(Exercise directions) Could you return the data that follows exactly, minus the images?

(Input material)

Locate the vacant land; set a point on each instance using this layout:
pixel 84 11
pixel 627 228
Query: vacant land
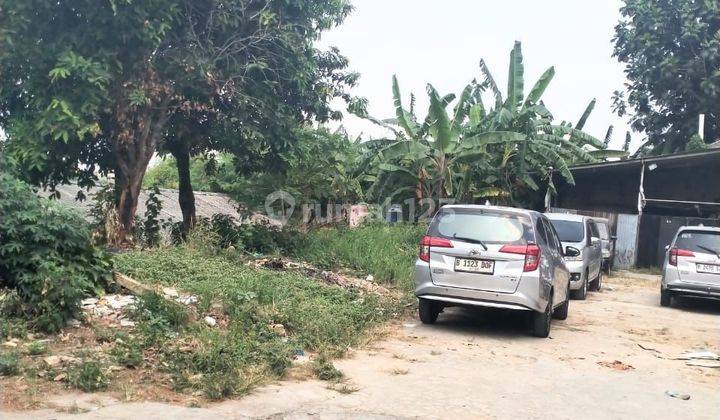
pixel 613 357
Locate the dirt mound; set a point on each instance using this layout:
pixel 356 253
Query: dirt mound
pixel 366 285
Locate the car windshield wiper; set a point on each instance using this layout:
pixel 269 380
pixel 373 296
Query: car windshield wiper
pixel 471 240
pixel 714 251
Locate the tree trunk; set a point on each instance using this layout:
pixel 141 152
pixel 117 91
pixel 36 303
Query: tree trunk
pixel 186 197
pixel 134 143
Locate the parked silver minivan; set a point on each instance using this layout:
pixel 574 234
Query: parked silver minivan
pixel 692 264
pixel 580 232
pixel 495 257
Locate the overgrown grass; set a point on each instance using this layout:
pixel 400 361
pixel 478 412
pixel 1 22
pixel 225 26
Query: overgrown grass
pixel 231 360
pixel 386 252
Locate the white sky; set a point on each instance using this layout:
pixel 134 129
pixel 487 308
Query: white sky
pixel 441 42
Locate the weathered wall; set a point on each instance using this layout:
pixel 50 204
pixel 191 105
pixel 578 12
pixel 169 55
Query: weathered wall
pixel 626 244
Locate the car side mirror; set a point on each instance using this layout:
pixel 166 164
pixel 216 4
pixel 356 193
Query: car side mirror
pixel 571 251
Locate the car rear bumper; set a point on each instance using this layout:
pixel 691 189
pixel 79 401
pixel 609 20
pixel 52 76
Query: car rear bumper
pixel 694 289
pixel 529 296
pixel 671 281
pixel 577 273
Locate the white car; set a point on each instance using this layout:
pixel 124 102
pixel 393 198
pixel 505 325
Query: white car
pixel 692 264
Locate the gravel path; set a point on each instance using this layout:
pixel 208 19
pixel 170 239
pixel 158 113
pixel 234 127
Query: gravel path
pixel 484 364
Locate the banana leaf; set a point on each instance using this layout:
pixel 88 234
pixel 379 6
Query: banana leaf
pixel 515 78
pixel 539 88
pixel 440 125
pixel 585 115
pixel 404 119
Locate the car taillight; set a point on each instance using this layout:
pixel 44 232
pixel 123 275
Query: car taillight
pixel 530 251
pixel 430 241
pixel 675 252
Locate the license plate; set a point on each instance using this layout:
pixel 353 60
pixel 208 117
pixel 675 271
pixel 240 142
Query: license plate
pixel 474 266
pixel 708 268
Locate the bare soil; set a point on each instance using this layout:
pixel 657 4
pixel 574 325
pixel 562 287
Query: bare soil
pixel 614 357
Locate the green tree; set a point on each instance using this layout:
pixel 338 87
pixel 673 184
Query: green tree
pixel 92 86
pixel 671 51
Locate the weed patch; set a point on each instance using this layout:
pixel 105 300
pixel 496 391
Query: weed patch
pixel 386 252
pixel 88 376
pixel 9 364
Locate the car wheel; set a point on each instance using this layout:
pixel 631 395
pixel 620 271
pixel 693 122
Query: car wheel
pixel 665 297
pixel 561 311
pixel 428 311
pixel 581 293
pixel 541 321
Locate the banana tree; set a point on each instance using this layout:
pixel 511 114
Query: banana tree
pixel 434 156
pixel 548 147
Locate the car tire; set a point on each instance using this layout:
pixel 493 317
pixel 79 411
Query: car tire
pixel 541 321
pixel 581 293
pixel 561 311
pixel 428 311
pixel 665 297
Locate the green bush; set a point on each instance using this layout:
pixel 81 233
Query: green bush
pixel 231 360
pixel 46 255
pixel 88 376
pixel 9 364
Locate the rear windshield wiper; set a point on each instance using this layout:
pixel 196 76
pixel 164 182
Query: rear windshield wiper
pixel 714 251
pixel 471 240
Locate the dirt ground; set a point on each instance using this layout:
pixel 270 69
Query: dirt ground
pixel 612 358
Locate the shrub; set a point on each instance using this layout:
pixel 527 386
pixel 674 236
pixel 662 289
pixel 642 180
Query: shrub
pixel 9 364
pixel 36 348
pixel 386 252
pixel 46 255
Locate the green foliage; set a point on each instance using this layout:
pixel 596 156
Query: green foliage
pixel 36 348
pixel 80 100
pixel 88 376
pixel 671 55
pixel 128 353
pixel 152 224
pixel 206 174
pixel 386 252
pixel 474 153
pixel 324 369
pixel 9 364
pixel 46 256
pixel 695 144
pixel 230 361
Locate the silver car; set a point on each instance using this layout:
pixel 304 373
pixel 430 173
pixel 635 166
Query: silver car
pixel 692 264
pixel 607 242
pixel 580 232
pixel 496 257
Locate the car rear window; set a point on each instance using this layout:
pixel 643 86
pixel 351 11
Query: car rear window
pixel 485 226
pixel 699 241
pixel 569 231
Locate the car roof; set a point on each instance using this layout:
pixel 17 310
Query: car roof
pixel 566 216
pixel 700 228
pixel 516 210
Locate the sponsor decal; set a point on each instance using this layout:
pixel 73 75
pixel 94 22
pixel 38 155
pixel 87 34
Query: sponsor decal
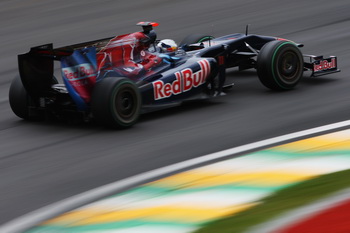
pixel 78 72
pixel 185 80
pixel 327 64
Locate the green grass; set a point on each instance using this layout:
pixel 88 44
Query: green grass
pixel 280 202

(Exercise result)
Locate the vacant land; set a point on each instance using this layout:
pixel 84 11
pixel 627 228
Query: vacant land
pixel 613 357
Locate the dirt mound; set a point on each instance using this layout:
pixel 356 253
Query: dirt mound
pixel 366 285
Locate the car windshield wiper; set a point on each instance using this layout:
pixel 269 380
pixel 373 296
Query: car windshield wiper
pixel 471 240
pixel 714 251
Locate the tree trunk; set a point on each instance using this layout:
pixel 141 152
pixel 117 91
pixel 36 303
Query: tree trunk
pixel 186 197
pixel 134 143
Locate the parked silver minivan; set a point on each instance using this layout:
pixel 574 234
Query: parked silver minivan
pixel 692 264
pixel 580 232
pixel 495 257
Locate the overgrown grass; set a point on each instance using this layout:
pixel 400 361
pixel 478 412
pixel 1 22
pixel 225 26
Query: overgrown grass
pixel 231 360
pixel 386 252
Locate the white sky; set a point on each instance using this layout:
pixel 134 129
pixel 487 308
Query: white sky
pixel 441 42
Locate the weathered wall; set a point on each instance using this layout:
pixel 50 204
pixel 191 105
pixel 578 12
pixel 169 55
Query: weathered wall
pixel 626 244
Locate the car side mirror; set a point on each instance using this layout:
pixel 166 164
pixel 216 4
pixel 356 193
Query: car side mirror
pixel 571 251
Locate the car rear bumper; set a point on each instance using this layout:
pixel 691 189
pixel 79 401
pixel 609 20
pixel 52 76
Query: car rear bumper
pixel 694 289
pixel 529 296
pixel 671 281
pixel 577 273
Locate the white car; set a point on each instance using this layout:
pixel 124 102
pixel 393 198
pixel 505 325
Query: white car
pixel 692 264
Locate the gravel path; set a point on each instance using this layout:
pixel 208 19
pixel 170 239
pixel 158 113
pixel 234 127
Query: gravel path
pixel 484 364
Locate the banana leaf; set a point on each instance using this layout:
pixel 88 234
pixel 379 6
Query: banana leaf
pixel 515 78
pixel 539 88
pixel 440 125
pixel 585 115
pixel 404 119
Locate the car taillight; set a point on each instance using this layout:
pixel 44 232
pixel 123 275
Query: car taillight
pixel 530 251
pixel 430 241
pixel 675 252
Locate the license plate; set a point on each instance using this layout:
pixel 353 60
pixel 208 117
pixel 675 271
pixel 240 142
Query: license plate
pixel 474 266
pixel 708 268
Locate the bare soil; set a point on each instance using this layout:
pixel 657 4
pixel 574 325
pixel 562 287
Query: bare soil
pixel 614 357
Locate the green tree; set a point on each instance using this layout:
pixel 338 87
pixel 673 184
Query: green tree
pixel 92 86
pixel 671 51
Locate the weed patch; set a point on each instance using this layout:
pixel 105 300
pixel 496 391
Query: weed patch
pixel 386 252
pixel 88 376
pixel 9 364
Locate the car wheel; set a point on each instance using this layout:
pixel 631 395
pixel 620 271
pixel 693 122
Query: car wheel
pixel 665 297
pixel 561 311
pixel 428 311
pixel 581 293
pixel 541 321
Locate the banana tree; set a point on each instance using this layout:
pixel 511 114
Query: banana tree
pixel 434 156
pixel 548 147
Locate the car tire; set a point on each instance using this layout:
pixel 493 317
pixel 79 411
Query: car tire
pixel 541 321
pixel 581 293
pixel 561 311
pixel 428 311
pixel 665 297
Locate the green bush; set a point on each instance using this layout:
pixel 81 233
Query: green bush
pixel 231 360
pixel 46 255
pixel 88 376
pixel 9 364
Locate the rear windshield wiper; set a point on each instance using this layout:
pixel 196 76
pixel 164 182
Query: rear windshield wiper
pixel 714 251
pixel 471 240
Locate the dirt ground; set a point on each instance using this layout:
pixel 270 69
Query: dirt ground
pixel 612 358
Locate the shrub; set a point on each instance using this layout:
pixel 527 386
pixel 674 236
pixel 662 289
pixel 642 180
Query: shrub
pixel 9 364
pixel 36 348
pixel 386 252
pixel 46 255
Locate the green foliage; set a point on each instance using this layout:
pixel 596 156
Query: green foliage
pixel 36 348
pixel 80 100
pixel 88 376
pixel 671 55
pixel 128 353
pixel 152 224
pixel 206 174
pixel 386 252
pixel 474 153
pixel 324 369
pixel 9 364
pixel 46 256
pixel 695 144
pixel 230 361
Locate the silver car; set a point on each instance using this layout:
pixel 304 373
pixel 430 173
pixel 635 166
Query: silver car
pixel 692 264
pixel 607 242
pixel 580 232
pixel 496 257
Locate the car rear window; set a point on each instance using this layout:
pixel 643 86
pixel 351 11
Query: car rear window
pixel 485 226
pixel 699 241
pixel 569 231
Locate the car roof; set a point on each instance using this layout:
pixel 17 310
Query: car roof
pixel 566 216
pixel 700 228
pixel 516 210
Locate the sponsor decal; set a point on each instance using this layout:
pixel 73 75
pixel 94 22
pixel 38 155
pixel 87 34
Query: sponsor decal
pixel 78 72
pixel 185 80
pixel 327 64
Locate the green grass; set a point on each instance using this layout:
pixel 88 44
Query: green grass
pixel 280 202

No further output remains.